Voci di annotazione delle regioni:
· · · · ·

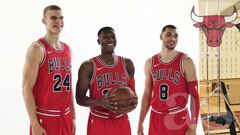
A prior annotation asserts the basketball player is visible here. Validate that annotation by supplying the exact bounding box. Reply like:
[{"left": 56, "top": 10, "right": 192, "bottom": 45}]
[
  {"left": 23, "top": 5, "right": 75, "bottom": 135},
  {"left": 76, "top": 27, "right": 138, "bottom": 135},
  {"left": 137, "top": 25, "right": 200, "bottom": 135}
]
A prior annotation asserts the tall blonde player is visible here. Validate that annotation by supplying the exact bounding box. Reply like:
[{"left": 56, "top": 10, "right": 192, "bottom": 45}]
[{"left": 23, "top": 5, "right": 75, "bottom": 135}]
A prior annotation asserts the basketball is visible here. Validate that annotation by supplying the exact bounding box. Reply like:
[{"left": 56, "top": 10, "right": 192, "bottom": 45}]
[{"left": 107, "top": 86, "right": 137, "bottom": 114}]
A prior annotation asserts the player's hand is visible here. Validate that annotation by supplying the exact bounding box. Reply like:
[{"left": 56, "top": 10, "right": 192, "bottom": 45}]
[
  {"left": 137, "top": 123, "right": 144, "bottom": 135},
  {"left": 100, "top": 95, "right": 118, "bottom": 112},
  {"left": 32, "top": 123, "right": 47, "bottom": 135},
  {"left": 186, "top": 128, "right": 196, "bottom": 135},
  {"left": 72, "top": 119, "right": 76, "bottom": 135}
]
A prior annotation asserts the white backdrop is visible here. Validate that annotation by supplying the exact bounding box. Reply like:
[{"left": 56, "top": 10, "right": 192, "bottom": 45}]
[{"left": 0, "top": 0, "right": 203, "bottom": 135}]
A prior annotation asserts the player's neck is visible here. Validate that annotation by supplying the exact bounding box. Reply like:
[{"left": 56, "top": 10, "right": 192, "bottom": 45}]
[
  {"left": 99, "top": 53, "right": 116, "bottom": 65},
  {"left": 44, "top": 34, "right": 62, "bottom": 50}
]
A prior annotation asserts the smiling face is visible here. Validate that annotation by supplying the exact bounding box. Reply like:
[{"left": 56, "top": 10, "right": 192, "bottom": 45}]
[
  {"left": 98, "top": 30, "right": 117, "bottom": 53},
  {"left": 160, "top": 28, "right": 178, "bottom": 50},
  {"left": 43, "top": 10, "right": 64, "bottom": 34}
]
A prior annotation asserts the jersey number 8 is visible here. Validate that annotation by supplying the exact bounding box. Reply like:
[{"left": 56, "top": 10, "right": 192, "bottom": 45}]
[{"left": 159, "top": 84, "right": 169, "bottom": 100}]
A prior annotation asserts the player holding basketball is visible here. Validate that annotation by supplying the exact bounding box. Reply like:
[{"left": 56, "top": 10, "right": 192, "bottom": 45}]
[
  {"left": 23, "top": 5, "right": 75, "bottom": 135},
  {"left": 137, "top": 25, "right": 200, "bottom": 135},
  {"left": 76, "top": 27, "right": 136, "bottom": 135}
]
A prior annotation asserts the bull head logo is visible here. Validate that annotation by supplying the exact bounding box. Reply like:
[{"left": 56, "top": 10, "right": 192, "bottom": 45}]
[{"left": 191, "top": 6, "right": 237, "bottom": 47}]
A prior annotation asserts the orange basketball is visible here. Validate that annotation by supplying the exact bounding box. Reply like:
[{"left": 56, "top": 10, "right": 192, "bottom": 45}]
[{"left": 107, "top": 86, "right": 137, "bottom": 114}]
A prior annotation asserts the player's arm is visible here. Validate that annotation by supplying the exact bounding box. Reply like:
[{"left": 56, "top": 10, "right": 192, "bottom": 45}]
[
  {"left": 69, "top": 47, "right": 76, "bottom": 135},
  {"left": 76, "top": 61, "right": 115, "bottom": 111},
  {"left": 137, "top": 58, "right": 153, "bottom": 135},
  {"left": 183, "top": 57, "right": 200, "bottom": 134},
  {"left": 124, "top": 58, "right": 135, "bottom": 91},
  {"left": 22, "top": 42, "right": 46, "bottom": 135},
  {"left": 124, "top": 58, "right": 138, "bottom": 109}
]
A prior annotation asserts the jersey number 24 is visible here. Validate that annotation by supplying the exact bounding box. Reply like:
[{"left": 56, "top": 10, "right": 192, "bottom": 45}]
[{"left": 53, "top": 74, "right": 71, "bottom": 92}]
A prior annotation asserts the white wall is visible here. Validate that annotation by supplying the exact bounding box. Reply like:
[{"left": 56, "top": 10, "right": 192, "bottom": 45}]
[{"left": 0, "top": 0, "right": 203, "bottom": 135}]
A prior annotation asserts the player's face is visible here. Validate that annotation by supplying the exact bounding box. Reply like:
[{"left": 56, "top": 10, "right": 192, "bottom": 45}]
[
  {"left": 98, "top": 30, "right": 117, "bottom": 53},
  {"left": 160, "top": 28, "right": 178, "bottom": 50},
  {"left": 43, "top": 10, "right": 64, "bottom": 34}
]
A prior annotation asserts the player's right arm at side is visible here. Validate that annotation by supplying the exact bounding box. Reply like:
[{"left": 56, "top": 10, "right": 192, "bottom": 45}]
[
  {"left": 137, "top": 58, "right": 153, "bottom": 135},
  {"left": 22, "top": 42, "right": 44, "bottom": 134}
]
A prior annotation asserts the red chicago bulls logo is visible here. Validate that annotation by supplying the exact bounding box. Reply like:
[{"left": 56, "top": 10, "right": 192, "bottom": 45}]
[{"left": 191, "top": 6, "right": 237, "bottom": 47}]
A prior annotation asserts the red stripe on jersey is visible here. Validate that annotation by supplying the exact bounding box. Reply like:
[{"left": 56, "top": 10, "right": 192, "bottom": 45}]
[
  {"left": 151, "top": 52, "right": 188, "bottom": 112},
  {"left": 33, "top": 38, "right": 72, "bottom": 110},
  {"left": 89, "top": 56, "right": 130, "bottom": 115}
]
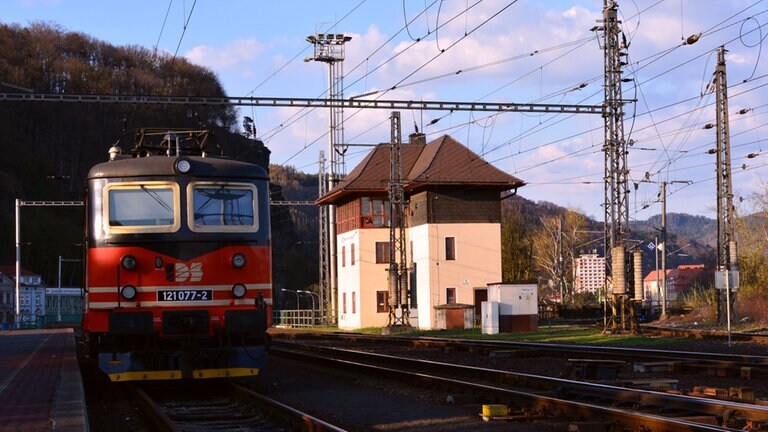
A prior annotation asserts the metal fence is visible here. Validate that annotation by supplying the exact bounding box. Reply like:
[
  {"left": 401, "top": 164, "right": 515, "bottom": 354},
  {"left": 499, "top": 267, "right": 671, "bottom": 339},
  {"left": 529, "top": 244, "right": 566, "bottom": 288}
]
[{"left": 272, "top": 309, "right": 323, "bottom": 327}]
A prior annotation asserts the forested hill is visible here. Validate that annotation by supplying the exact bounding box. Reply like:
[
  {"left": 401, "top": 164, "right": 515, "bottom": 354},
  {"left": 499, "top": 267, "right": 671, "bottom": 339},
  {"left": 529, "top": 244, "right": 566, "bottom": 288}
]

· · · · ·

Obiettivo:
Raccogli ogni riga dei record qui sopra che contiene la stringa "jersey", tenendo conto della differenza tra maiuscole e minuscole.

Soluzione del problema:
A prior annotation asserts the jersey number 8 is visible here. Validate that annotation by supplying the exact bounding box. Reply like:
A prior annotation asserts the jersey number 24 is visible here. Validate that annotation by supplying the exact bounding box. Reply like:
A prior annotation asserts the red stripe on jersey is visible here. Validate that annotation by supplying the exact bounding box. Reply like:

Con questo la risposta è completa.